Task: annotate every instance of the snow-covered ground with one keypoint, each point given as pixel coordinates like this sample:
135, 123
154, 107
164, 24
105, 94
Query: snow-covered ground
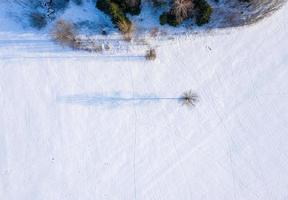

* * * *

• What you have to do
Retype every line of the records above word for word, leaving out the pictures.

• Written reply
Task: annotate every instance of the snow-covered ground with one keypoint, each point given as pixel coordinates like this sample:
135, 123
154, 107
164, 24
105, 94
Query: snow-covered ground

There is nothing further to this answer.